• _TRECHO DO DOCUMENTO_:
========

Como exemplo, pensemos numa pessoa de 70 kg conduzindo diversos tipos de veículos. Comecemos por uma motocicleta de 140 kg; a relação será de 2 para 1. Se colocarmos o mesmo indivíduo num automóvel de 1.400 kg, a relação será de 20 para 1; dez vezes maior que a anterior. Subindo a escala e com a mesma pessoa na boleia de um caminhão médio, aqueles ao redor de 14.000 kg, teremos relação de cada 200 kg do veículo e carga para apenas 1 kg do condutor. E assim por diante.

 

Já percebeu onde quero chegar, não é? Está ligado à capacidade que temos de multiplicar nossas forças e mobilidade por meios mecânicos e à nossa responsabilidade no comando de uma máquina. E não só, mas também, à complexidade, diversidade e relacionamento no trânsito.

 

Infelizmente, muitas pessoas só vão notar sua fragilidade se, em vez dos veículos citados, estiverem no comando de uma simples (e mais leve que ela) bicicleta...sem motor. Quem nunca dirigiu veículo pesado, precisa entender que não é algo corriqueiro e simples.

========

• _DADOS FORNECIDOS_:
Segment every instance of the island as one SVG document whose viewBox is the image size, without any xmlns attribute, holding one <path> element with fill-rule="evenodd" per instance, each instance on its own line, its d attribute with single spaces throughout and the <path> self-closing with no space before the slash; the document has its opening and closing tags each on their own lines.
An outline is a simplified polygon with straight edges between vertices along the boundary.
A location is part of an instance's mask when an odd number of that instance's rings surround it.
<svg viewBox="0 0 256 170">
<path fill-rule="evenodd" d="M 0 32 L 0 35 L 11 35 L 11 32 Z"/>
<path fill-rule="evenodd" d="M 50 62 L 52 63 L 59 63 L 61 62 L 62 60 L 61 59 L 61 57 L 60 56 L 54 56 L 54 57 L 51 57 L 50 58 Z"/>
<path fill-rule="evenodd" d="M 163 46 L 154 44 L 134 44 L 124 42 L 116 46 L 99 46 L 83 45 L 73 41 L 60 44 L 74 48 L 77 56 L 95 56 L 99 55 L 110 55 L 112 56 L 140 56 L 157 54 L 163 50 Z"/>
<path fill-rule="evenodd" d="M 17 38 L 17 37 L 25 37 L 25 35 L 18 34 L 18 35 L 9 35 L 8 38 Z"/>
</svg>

========

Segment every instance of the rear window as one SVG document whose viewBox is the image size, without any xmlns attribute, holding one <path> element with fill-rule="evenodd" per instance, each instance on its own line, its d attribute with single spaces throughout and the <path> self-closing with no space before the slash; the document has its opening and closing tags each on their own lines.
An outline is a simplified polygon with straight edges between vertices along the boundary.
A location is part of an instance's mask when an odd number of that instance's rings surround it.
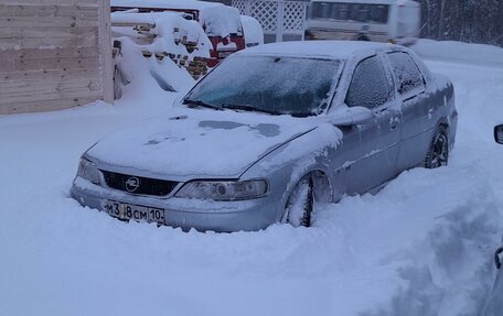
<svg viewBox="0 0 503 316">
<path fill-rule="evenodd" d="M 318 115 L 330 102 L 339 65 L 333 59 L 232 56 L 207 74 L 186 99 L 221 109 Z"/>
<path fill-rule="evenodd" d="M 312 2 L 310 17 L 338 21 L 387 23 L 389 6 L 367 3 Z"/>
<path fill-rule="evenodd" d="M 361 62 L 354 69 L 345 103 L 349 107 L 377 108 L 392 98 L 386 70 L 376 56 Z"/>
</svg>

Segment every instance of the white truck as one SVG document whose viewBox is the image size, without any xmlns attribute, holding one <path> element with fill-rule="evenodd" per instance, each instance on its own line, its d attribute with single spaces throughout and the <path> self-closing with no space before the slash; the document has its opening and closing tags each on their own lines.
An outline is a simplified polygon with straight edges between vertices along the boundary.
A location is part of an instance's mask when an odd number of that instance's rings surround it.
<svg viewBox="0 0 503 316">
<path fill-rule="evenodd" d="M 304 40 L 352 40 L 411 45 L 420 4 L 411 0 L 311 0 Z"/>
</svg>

========

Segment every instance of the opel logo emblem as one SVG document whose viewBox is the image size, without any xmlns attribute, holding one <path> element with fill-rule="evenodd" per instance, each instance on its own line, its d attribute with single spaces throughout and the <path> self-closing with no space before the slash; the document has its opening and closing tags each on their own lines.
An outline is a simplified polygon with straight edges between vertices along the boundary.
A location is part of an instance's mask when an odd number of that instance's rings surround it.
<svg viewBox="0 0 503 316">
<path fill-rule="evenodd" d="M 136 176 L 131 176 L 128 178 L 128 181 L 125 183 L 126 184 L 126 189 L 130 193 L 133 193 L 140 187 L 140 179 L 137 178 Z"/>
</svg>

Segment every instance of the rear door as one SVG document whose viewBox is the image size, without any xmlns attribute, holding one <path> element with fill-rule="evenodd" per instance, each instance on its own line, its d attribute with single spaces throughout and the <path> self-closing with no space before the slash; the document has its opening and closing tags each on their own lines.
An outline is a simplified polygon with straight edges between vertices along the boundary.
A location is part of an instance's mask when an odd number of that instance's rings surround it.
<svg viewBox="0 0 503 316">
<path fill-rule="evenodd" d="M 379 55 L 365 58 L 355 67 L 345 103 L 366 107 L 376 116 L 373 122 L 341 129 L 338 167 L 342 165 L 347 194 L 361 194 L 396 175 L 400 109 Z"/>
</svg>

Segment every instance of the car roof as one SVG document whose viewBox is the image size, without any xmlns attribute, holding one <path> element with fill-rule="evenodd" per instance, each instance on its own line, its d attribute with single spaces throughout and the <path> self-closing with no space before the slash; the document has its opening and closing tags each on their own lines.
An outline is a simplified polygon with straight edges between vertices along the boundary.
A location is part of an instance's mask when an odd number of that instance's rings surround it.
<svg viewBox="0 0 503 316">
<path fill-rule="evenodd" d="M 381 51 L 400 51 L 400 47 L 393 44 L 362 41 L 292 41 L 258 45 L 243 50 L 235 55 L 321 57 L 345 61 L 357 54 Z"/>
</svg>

========

• _TRABALHO PROPOSTO_:
(a) No texto sobre o peso dos veículos, qual é a relação entre o automóvel de 1.400 kg e a pessoa de 70 kg?
(b) Continue o texto sobre o peso dos veículos a partir do ponto em que ele para.

• _RESPOSTAS DOS EXERCÍCIOS_:
(a) A relação é de 20 para 1, dez vezes maior que a da motocicleta.

(b)
 

 Ampla gama de tipos e objetivos implica em distintas formas de manejo e controle do peso (foto arte: cleanpng/radio cartoon)

 

Divergência nos contrários

Alguém, não me lembro quem, já disse que “democracia é a livre convivência dos contrários”. Pelo que vimos acima, nada mais conflitante que os diversos tipos de veículos que convivem no trânsito. E nada menos democrático, também.

 

Bicicletas, motocicletas, automóveis e seus mais variados tipos de carroceria e tamanho, picapes, vans, caminhões de chassi único (leves, médios e pesados), caminhões articulados (cavalo e carreta), caminhões reboque (Romeu e Julieta) e ônibus. Tem de tudo ao mesmo tempo e ocupando os mesmos lugares. É imprescindível respeitar certas peculiaridades inerentes a cada tipo e tamanho de veículo.

 

As leis da Física presentes no dia a dia ajudam a tomarmos consciência e postura adequada para uma pacífica convivência dos “contrários”. A que fala sobre a quantidade de movimento deixa claro que parar um corpo em movimento está diretamente relacionado à sua massa e velocidade; ou seja, quanto mais pesado e maior a velocidade, mais difícil e mais distância para a imobilidade. Se já é difícil parar um caminhão nas ruas, imagine em alta velocidade nas estradas. Fique bem distante também daqueles que estão vazios (e mais rápidos) ou com carga mal fixada; ela tenderá, por inércia, a continuar o movimento.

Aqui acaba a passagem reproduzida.